### Stated goal A
Answer these questions about the text on earthquake prediction in Chile, one line each:
(i) What grant number does it give?
(ii) In what place and on what date did the largest instrumentally documented earthquake occur?
(iii) On what theory are most of the proposed techniques based?
### Stated goal B
Write a continuation of the text on earthquake prediction in Chile, starting after its last sentence.

### Page excerpt
==*==

Fondecyt grant number 1201478

Earthquakes represent one of the most destructive yet unpredictible natural disasters along the world, with a massive physical, psychological and economical impact in the population worldwide. Chile is considered one of most active seismic country in the world. In addition to the world's largest in- strumentally documented earthquake occurred in Valdivia on May 22, 1960, Chile has recently been affected by three great earthquakes with magnitude major than 8.0 in the Ritcher scale. Thus, to have better approximation or additional information on where, when an event of that magnitude could occur would represents an invaluable tool for managing and designing public policies regarding natural disasters. However, earthquake prediction is a very challenging task, due to the high complexity associated to the process, also due to the fact that their occurrence depends on a multitude of variables, that in most cases could be unidentified. Several techniques has been proposed, most of them are based on the point process theory.

==*==

### Dataset content

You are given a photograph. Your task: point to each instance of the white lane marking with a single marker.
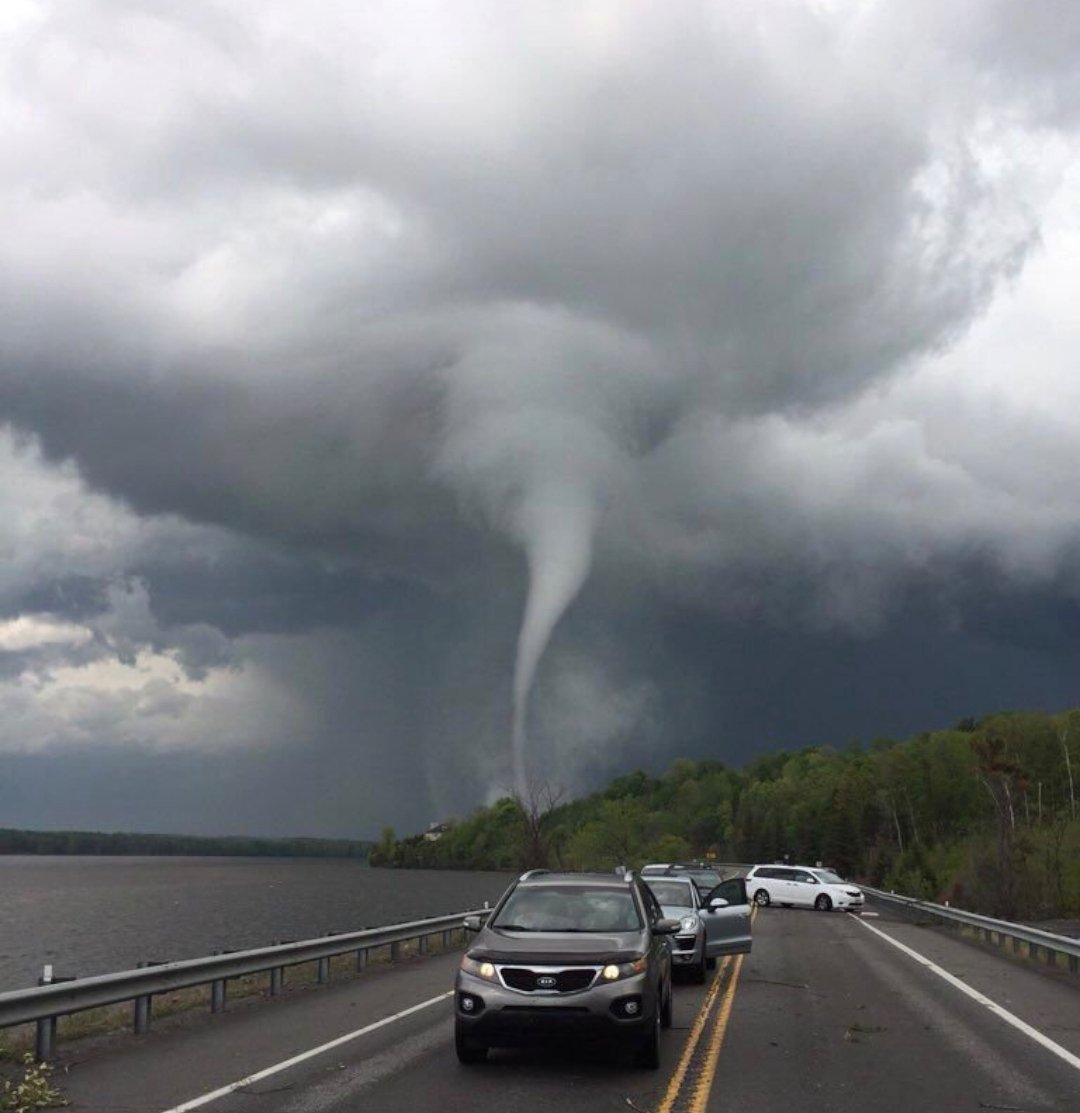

==*==

### Response A
(i) Fondecyt grant number 1201478
(ii) Valdivia, on May 22, 1960
(iii) The point process theory

### Response B
Self-exciting point process models have become essential components in the assessment of seismic hazard. A particular class is given by the Epidemic Time Aftershock Sequence (ETAS) models which have proven to be extremely useful in the description and modeling of earthquake occurrence times and locations. The estimation of these models is based on the definition of a parametric intensity function which should represent the occurrence rate of an earthquake at time t and the location (x, y) conditional on the past history of the occurrence. However, typically these processes make strong assumptions about the functional form of the conditional intensities, which could be not realistic. Furthermore, the estimation procedure normally use the maximum likelihood approach which is known to fail in multi-modal distributions. Recently, a new approach based on recurrent neural networks has been proposed for trying to bypass these restrictions and estimating the temporal intensity function as a nonlinear function of the historical events. Few tentatives have been done to extend the self-exciting point process neural networks to the spatial dimension and, nowadays, few applications to seismic events have been proposed.

The main objective of this project is to improve the estimation and prediction of seismic events in Chile with the development of two new methods, the multiresolution-ETAS and DeepQuake, which incorporate spatio-temporal clusterization of seismic events, anisotropic wavelets and exogenous variables.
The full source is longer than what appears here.